Per il calcolo della pensione spesso si fa confusione fra contribuzione valida per il diritto e contribuzione valida per la misura. Chi conosce bene la materia lo sa, ma spesso gli assicurati all’Inps non conoscono la differenza, salvo poi ritrovarsi amare sorprese al momento delle domanda di pensionamento.

Capita, infatti, che l’assegno pensionistico risulti inferiore di parecchio rispetto a quanto lavorato. Questo però non dipende dai sistemi di calcolo che l’Inps effettua sul montante contributivo in base alla normativa vigente, ma semplicemente perché il “peso” dei contributi versati è inferiore a quanto realmente accreditato per raggiungere il diritto alla pensione.

* [COMPITI DA SVOLGERE]:
- 1) Ricopia dal testo sulla pensione il passo che comincia con "Per il calcolo" e finisce con "domanda di pensionamento.".
- 2) Rispondi a queste domande sul testo sulla pensione:
(a) Fra quali due tipi di contribuzione si fa spesso confusione?
(b) Rispetto a che cosa l'assegno pensionistico può risultare inferiore di parecchio?
(c) Da che cosa, secondo il testo, non dipende il fatto che l'assegno sia inferiore?
- 3) Elenca, senza ripetizioni, tutte le parole del testo sulla pensione che cominciano con "contribu".
L'elenco riportato qui non serve in alcun modo per questo lavoro.

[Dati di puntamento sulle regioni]
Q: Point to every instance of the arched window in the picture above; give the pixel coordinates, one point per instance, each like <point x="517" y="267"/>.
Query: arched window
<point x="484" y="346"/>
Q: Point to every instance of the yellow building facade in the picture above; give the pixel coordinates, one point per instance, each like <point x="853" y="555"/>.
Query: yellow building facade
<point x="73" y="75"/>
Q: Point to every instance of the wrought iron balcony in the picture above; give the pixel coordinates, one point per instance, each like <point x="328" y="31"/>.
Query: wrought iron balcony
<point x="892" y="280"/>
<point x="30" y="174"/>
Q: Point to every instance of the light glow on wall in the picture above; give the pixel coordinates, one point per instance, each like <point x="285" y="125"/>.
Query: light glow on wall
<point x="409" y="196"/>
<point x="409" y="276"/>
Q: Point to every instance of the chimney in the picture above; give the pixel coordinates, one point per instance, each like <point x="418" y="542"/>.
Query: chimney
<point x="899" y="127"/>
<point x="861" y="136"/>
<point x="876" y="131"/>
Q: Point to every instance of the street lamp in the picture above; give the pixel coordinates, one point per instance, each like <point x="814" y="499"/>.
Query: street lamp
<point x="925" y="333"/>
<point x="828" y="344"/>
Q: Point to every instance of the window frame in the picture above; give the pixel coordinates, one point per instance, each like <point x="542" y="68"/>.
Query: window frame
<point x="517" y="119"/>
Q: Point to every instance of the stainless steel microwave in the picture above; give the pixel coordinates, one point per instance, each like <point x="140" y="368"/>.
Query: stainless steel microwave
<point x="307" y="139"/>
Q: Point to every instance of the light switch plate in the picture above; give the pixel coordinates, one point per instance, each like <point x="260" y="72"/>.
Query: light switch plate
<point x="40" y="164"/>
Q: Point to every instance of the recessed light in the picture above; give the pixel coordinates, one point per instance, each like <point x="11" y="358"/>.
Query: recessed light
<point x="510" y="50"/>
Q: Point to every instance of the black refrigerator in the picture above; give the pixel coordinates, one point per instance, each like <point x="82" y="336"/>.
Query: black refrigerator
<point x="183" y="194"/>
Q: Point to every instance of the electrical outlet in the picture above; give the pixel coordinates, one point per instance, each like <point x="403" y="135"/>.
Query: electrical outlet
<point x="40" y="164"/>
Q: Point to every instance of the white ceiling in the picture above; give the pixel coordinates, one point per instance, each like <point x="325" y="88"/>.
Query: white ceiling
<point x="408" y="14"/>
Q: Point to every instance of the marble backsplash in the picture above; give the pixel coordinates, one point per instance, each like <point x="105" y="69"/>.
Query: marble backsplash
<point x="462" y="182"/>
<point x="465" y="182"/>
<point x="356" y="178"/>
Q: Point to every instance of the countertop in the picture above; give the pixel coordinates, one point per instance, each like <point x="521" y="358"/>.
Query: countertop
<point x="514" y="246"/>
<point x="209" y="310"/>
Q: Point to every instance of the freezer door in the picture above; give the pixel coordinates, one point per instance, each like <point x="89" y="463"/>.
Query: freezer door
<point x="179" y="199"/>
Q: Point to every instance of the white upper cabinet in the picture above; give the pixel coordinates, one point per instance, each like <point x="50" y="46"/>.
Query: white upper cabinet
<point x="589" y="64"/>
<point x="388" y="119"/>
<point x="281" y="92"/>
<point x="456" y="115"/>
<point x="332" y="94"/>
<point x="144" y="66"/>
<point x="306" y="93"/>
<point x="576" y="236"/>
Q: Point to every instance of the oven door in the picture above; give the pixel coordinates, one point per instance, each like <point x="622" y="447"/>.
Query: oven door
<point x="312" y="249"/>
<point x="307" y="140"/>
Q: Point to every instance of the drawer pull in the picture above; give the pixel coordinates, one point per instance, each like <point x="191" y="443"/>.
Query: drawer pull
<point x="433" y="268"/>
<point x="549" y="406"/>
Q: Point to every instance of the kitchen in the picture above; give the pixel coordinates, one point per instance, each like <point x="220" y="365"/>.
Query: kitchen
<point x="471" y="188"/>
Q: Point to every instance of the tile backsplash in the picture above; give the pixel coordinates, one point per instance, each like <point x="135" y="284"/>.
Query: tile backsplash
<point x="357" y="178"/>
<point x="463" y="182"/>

* [RISULTATI ATTESI]:
- 1)
Per il calcolo della pensione spesso si fa confusione fra contribuzione valida per il diritto e contribuzione valida per la misura. Chi conosce bene la materia lo sa, ma spesso gli assicurati all’Inps non conoscono la differenza, salvo poi ritrovarsi amare sorprese al momento delle domanda di pensionamento.

- 2)
(a) Fra la contribuzione valida per il diritto e la contribuzione valida per la misura.
(b) Rispetto a quanto lavorato.
(c) Dai sistemi di calcolo che l'Inps effettua sul montante contributivo in base alla normativa vigente.

- 3) contribuzione, contributivo, contributi